EXERCISE SET:
A) In the article about Pastor Charles McKinzie, which bill did he travel to Topeka to testify against?
B) Please continue the article about Pastor Charles McKinzie, picking up after its last sentence.

PASSAGE PROVIDED:
WINFIELD – On a recent Sunday morning, sunlight filtered into Grace United Methodist Church through stained glass windows depicting the life of Christ.
At the pulpit was Pastor Charles McKinzie.
“I use he/him pronouns,” he told congregants gathered for service, “and I welcome you into this space.”
McKinzie, who calls himself a lifelong Republican, grew up in a Protestant church that taught that homosexuality and gender diversity went against Christian teachings. He says that prompted a crisis of faith as he came to believe that all humans, regardless of their gender identity, are made in the image of God.
“We all bear divine image,” he said.
“Just as there is a spectrum of light and dark because we have sunrises and sunsets — in the same way, I think that God's creation is broad enough and beautiful enough and wide enough to include variations of what we have understood as a gender binary.”
Legislative advocacy

Last month, Kansas became the 26th state to ban or otherwise limit gender-affirming medical care for minors, according to KFF. It’s the latest in a series of state laws restricting the rights of transgender Kansans, including their ability to change the gender marker on their driver's licenses and play on school sports teams that match their gender identity.
The laws reflect growing concern among conservatives about transgender issues and have been lauded by some faith leaders. But not McKinzie.
Earlier this year, he traveled to Topeka to testify against Senate Bill 63, which bans minors experiencing gender dysphoria from accessing puberty blockers, hormone therapy and other medical treatments.
In a packed legislative committee room, Bible in hand, he rose.
“I just want to take a page and a moment from this book that I hold dear and remind us of the words of the prophet Micah, who wrote in chapter six, verse eight: ‘What does the Lord require of you, Human, but to do justice, to love kindness and to walk humbly?’
“As I read the literature of this bill,” he said, “I see in it something that is terribly unkind.”
McKinzie says it was precisely due to his faith that he was compelled to testify.
“Scripture points us towards the heart of God, and that desire has always been to look towards those who have been marginalized and cast out by normal and polite society,” he said.

INFORMATION GIVEN:
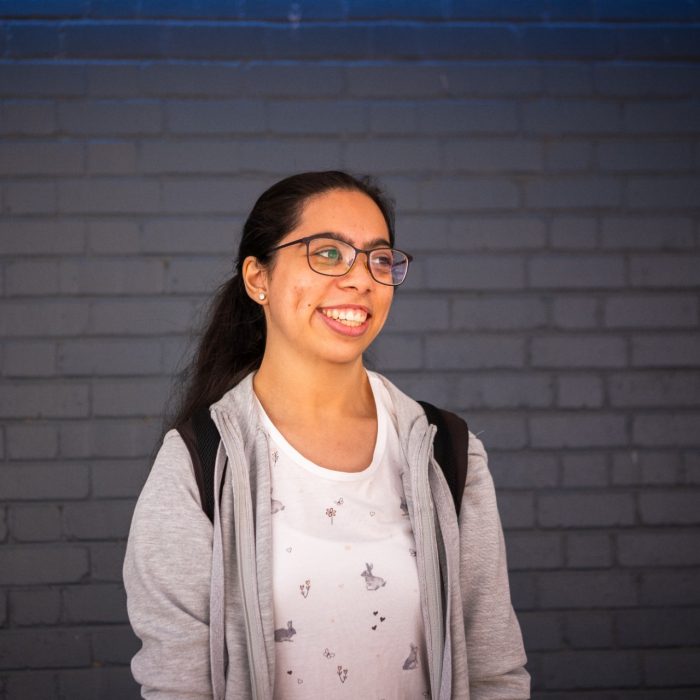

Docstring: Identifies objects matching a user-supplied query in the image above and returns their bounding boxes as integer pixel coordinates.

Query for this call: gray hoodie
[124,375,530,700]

...

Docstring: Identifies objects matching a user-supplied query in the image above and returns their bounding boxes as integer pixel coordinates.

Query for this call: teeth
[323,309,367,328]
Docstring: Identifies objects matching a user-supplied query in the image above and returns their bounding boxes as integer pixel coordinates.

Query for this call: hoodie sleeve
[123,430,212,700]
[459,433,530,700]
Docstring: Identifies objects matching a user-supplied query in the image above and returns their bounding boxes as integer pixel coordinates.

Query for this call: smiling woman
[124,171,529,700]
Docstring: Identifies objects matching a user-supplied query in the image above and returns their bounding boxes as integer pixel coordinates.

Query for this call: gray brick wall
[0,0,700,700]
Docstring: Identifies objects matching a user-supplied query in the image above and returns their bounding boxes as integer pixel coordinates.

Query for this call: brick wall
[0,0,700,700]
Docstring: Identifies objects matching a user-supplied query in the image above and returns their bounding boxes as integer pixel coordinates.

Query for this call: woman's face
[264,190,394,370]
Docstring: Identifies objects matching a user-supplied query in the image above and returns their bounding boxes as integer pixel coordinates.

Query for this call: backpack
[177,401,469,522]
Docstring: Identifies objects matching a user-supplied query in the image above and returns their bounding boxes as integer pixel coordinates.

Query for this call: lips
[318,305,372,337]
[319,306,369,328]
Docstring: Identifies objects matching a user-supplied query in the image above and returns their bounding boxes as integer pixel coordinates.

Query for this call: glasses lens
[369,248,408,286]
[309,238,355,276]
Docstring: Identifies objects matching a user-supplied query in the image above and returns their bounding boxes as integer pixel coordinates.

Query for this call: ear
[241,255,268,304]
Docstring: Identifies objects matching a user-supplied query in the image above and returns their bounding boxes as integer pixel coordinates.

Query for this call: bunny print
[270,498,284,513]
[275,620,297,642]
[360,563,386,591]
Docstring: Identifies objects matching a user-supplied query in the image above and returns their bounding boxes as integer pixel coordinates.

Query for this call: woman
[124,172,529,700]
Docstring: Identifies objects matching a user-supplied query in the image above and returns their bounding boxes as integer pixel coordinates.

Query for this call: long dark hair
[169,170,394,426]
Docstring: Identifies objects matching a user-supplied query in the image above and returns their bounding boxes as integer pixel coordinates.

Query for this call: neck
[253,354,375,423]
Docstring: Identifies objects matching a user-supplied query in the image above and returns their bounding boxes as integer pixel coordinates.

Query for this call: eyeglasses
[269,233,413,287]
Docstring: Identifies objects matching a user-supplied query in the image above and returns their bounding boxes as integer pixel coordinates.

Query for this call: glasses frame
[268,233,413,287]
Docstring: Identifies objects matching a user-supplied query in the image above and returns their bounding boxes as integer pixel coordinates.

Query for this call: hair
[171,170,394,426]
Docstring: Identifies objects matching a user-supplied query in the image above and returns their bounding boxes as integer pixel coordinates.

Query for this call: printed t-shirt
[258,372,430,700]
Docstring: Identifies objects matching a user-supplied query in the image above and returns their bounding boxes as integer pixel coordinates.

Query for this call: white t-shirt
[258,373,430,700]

---

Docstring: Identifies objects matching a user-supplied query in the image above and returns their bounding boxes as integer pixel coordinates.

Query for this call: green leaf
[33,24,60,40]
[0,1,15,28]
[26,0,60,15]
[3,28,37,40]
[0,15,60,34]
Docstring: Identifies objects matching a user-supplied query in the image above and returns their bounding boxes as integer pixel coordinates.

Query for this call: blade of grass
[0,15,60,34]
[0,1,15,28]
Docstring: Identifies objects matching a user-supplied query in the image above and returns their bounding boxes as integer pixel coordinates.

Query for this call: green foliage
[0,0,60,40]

LIST OF ANSWERS:
A) Senate Bill 63

B)
“Today, LGBTQ folks, poor folks, people of color, and right now, especially trans folks are being targeted in real, tangible and deeply unfair ways.”

But not everyone agrees with his interpretation of the Bible.
Lucretia Nold, a public policy specialist for the Kansas Catholic Conference, testified to lawmakers that while the Catholic Church urges compassion for all people, it supports prohibiting minors from receiving gender-affirming care.
“Kids are innocent,” she told lawmakers. “They’re just trying to figure out the world and who they are in it.
“It is our responsibility as adults to help show (children) the truth, beauty and goodness that is out there — and who they are and who God created them to be — and not affirm them in a lie,” she said.
Supporters of the bill prevailed last month, when Republican lawmakers overrode a veto of the bill by Democratic Gov. Laura Kelly.
New polling by the Public Religion Research Institute indicates that Americans’ stances on transgender rights often divide along religious lines. A majority of Unitarians, Jewish Americans, Hindus, Buddhists and the religiously unaffiliated who responded to the group’s survey said they oppose bans on gender-affirming care for minors.
Catholics and mainline Protestants across races were relatively evenly divided on the issue, while a majority of Muslims, Jehovah’s Witnesses, white evangelical Protestants and Latter-day Saints said they support the bans.
Faith and family

McKinzie’s office at Grace United Methodist Church is decorated with rainbow flags. A banner behind his desk proclaims, “you are loved.”
Like many Americans, his perspective on gender identity is shaped by his personal relationships. In his case, being the dad of a gender-fluid teenager.
“The experience of parenthood should lean us towards empathy,” he said. “My children have, in many ways, made me a much better version of who I am.”
His child, Cambria, is 17 and uses they/them pronouns. They say, as political debates over trans rights continue, having an accepting church community makes all the difference. They’re grateful for faith leaders like their dad who stick up for the queer community.
“I can look at him and I can know that there is somebody with a voice — somebody who is the epitome of what people will listen to — who is out there, standing for me and for others,” they said.
Cambria says that SB 63 and other Kansas laws may impose new restrictions on gender-fluid youth, but it will not erase them.
“We’re still here,” they said. “We’re not disappearing.”